- **Requirement**
Exact copies of all the entries are required.

Records contained in a dataset

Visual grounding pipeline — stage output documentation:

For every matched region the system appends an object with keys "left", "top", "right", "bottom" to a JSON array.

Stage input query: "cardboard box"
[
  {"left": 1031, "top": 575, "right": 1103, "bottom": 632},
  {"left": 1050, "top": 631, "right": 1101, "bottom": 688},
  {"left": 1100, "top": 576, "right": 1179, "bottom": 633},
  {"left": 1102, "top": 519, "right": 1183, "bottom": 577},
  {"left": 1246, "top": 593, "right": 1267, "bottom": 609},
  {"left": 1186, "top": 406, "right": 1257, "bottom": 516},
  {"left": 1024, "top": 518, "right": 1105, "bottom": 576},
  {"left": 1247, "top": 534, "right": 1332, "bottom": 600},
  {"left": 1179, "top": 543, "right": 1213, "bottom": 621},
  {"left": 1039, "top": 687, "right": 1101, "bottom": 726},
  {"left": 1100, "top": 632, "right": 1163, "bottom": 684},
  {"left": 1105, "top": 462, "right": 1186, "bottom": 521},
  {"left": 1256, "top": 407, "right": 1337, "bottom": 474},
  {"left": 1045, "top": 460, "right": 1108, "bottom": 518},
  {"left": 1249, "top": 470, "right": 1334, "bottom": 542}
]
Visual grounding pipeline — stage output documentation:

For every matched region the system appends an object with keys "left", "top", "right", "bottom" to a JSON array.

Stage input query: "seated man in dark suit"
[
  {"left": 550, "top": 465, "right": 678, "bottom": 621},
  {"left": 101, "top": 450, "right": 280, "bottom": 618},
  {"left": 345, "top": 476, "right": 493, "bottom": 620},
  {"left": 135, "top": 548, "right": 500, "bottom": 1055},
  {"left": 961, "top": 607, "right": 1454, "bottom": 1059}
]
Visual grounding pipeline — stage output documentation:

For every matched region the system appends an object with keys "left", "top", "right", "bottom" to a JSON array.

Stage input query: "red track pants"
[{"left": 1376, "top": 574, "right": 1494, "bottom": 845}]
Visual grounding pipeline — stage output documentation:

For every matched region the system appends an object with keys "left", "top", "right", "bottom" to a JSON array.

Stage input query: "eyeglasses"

- **Reply to the exercise**
Visual grounding pipeline — stage output documentation:

For every matched region the system appends an object with keys "left", "top", "right", "bottom" to a JSON array.

Stage input query: "cardboard box"
[
  {"left": 1031, "top": 575, "right": 1103, "bottom": 632},
  {"left": 1050, "top": 631, "right": 1101, "bottom": 688},
  {"left": 1100, "top": 576, "right": 1179, "bottom": 633},
  {"left": 1102, "top": 519, "right": 1183, "bottom": 577},
  {"left": 1246, "top": 593, "right": 1267, "bottom": 609},
  {"left": 1186, "top": 406, "right": 1257, "bottom": 516},
  {"left": 1024, "top": 518, "right": 1105, "bottom": 576},
  {"left": 1247, "top": 534, "right": 1332, "bottom": 600},
  {"left": 1179, "top": 543, "right": 1213, "bottom": 621},
  {"left": 1039, "top": 687, "right": 1101, "bottom": 726},
  {"left": 1100, "top": 632, "right": 1163, "bottom": 684},
  {"left": 1105, "top": 462, "right": 1186, "bottom": 521},
  {"left": 1256, "top": 407, "right": 1337, "bottom": 474},
  {"left": 1045, "top": 460, "right": 1108, "bottom": 518},
  {"left": 1249, "top": 470, "right": 1334, "bottom": 542}
]
Visual grounding pipeline — stage output documentation:

For every matched region the system appends an object with keys "left", "top", "right", "bottom" to a JSON array.

Stage input query: "seated man in dark suit"
[
  {"left": 550, "top": 465, "right": 678, "bottom": 621},
  {"left": 101, "top": 450, "right": 280, "bottom": 618},
  {"left": 345, "top": 476, "right": 493, "bottom": 620},
  {"left": 135, "top": 548, "right": 500, "bottom": 1055},
  {"left": 961, "top": 607, "right": 1454, "bottom": 1059}
]
Visual grounding pipeline — stage output documentation:

For every matched region the system appends an object with keys "left", "top", "right", "bottom" to a JSON array.

Stage input query: "red track pants"
[{"left": 1376, "top": 574, "right": 1494, "bottom": 845}]
Visual grounding pipeline — stage output documentation:

For every matched region the system appends an object with keys "left", "top", "right", "bottom" to a JSON array.

Stage input query: "eyeglasses"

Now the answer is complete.